◆ YOUR GOAL:
What are the lines from the one containing "Keypoint placement: for each instance of the magenta" through the end of the listing below? Return them exactly, and only them.

◆ DATASET RECORDS:
□ □ □ □ □ □ □
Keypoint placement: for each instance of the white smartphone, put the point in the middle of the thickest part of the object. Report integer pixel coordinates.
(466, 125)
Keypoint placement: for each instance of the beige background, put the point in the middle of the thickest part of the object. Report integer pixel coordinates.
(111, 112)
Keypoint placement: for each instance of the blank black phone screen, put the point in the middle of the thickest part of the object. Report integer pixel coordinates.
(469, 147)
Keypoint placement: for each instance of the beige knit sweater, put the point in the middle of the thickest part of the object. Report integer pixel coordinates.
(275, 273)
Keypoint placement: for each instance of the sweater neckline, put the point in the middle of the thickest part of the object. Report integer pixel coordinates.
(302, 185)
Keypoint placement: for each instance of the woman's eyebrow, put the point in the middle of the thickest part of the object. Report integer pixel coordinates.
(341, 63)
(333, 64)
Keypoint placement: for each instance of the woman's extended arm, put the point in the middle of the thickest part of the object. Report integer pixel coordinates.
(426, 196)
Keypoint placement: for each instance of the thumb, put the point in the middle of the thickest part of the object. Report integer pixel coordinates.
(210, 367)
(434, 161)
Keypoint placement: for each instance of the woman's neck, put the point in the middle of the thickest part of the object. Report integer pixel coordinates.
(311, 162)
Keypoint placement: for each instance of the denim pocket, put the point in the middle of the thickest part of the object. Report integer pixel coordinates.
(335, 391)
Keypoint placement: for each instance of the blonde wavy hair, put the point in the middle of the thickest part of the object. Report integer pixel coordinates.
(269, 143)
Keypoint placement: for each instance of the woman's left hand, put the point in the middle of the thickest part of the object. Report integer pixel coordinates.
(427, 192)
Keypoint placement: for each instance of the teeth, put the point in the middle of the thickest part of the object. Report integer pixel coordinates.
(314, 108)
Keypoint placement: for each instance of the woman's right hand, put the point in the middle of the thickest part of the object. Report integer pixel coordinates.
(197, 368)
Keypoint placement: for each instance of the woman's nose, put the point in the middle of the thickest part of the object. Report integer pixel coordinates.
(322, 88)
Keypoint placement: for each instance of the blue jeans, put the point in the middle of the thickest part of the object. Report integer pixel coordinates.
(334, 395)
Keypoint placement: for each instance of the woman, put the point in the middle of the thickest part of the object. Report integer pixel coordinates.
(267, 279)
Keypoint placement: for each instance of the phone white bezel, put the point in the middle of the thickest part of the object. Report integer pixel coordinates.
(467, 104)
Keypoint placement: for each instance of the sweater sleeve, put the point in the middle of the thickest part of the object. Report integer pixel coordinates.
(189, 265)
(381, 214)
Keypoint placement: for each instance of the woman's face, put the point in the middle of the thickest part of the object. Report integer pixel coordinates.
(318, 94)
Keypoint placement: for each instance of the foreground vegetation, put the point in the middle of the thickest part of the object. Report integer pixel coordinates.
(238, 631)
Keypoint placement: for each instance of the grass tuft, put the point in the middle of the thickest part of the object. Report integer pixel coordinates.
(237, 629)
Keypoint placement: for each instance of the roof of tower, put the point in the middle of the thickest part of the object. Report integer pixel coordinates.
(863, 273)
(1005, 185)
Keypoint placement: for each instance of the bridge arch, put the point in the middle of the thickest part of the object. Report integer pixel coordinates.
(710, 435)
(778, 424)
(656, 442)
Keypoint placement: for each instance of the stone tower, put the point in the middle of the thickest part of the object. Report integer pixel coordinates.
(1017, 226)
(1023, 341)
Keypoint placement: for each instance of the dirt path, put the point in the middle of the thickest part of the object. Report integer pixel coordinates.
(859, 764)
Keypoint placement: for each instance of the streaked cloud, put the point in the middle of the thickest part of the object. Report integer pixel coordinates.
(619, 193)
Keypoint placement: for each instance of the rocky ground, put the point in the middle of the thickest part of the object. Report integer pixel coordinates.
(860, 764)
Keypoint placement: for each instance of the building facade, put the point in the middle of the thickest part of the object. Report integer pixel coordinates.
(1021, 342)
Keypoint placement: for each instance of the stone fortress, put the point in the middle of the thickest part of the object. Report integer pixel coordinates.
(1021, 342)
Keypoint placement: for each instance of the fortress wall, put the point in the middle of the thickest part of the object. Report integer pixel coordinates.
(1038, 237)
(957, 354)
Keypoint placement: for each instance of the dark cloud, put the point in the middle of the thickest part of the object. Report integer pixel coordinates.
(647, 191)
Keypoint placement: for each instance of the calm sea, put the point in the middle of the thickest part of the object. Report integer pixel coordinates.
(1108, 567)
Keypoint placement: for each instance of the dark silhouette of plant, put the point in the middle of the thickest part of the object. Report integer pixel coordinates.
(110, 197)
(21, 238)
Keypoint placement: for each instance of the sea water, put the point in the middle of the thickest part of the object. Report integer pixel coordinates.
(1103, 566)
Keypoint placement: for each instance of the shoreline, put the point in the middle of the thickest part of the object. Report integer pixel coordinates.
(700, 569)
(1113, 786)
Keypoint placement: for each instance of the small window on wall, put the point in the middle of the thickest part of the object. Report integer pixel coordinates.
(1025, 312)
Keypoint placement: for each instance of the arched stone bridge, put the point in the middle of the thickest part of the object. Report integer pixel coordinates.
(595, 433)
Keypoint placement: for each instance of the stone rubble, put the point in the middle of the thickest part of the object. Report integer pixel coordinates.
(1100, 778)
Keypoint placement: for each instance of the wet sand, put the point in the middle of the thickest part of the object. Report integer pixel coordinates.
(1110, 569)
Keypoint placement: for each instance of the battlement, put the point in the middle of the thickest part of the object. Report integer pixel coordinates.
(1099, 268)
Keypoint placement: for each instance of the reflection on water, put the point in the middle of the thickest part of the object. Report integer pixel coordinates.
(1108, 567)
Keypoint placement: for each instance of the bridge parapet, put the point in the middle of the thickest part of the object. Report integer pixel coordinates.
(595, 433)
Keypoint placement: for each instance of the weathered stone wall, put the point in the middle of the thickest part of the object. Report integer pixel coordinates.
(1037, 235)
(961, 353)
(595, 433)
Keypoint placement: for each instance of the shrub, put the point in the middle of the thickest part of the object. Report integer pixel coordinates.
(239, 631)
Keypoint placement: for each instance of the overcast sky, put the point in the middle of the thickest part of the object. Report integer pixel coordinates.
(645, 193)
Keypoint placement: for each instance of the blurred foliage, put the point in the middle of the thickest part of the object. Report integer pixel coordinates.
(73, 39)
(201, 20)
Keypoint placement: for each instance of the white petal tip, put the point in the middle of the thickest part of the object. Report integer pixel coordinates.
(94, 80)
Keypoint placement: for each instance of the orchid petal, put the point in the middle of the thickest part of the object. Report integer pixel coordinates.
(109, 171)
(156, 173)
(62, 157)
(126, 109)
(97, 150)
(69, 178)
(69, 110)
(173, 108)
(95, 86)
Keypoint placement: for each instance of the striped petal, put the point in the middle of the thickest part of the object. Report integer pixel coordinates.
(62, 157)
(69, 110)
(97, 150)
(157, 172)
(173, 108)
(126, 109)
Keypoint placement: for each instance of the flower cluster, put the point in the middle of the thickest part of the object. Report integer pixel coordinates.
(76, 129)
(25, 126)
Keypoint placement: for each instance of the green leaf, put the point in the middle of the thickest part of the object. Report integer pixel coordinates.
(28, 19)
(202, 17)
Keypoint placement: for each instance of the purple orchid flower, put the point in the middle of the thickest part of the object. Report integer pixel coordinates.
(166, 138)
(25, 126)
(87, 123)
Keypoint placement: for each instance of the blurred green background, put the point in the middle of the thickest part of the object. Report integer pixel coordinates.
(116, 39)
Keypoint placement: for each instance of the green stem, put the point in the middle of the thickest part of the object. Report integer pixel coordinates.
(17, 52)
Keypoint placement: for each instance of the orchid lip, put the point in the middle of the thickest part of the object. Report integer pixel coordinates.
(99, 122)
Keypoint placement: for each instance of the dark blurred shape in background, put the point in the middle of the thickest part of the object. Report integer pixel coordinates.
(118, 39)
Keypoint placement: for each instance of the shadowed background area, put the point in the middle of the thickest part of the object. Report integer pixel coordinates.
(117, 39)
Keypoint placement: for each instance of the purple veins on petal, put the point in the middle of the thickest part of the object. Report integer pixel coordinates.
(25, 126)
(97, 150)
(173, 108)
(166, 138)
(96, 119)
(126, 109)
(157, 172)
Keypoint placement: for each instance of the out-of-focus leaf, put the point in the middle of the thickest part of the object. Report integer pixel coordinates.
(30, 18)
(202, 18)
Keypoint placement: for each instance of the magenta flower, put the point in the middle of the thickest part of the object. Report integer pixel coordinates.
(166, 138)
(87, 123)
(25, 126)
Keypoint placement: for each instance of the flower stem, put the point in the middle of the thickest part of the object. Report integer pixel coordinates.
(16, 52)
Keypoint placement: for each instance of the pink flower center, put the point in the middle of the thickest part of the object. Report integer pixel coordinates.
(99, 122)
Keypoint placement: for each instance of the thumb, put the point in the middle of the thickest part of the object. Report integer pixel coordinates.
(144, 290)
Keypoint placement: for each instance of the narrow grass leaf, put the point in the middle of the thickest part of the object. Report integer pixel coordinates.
□ □ □ □ □ □ □
◆ SOLUTION TO THIS EXERCISE:
Keypoint placement: for each instance of the magenta flower, put the point in the middle of the thickest part of the object. Report integer pixel coordinates.
(166, 138)
(87, 123)
(25, 126)
Keypoint placement: for each instance of the flower stem, put the point in the middle of the thickest part of the object. Report integer pixel coordinates.
(16, 52)
Keypoint placement: for each instance of the pink flower center, put the point in the middle of the thickest part of the object. Report integer pixel coordinates.
(99, 122)
Keypoint placement: for each instance of the thumb, put the point in the middle of the thickest part of the object. Report integer pixel coordinates.
(144, 290)
Keypoint placement: for each instance of the narrow grass leaf, put the point in the middle of the thickest part of the object. Report integer pixel coordinates.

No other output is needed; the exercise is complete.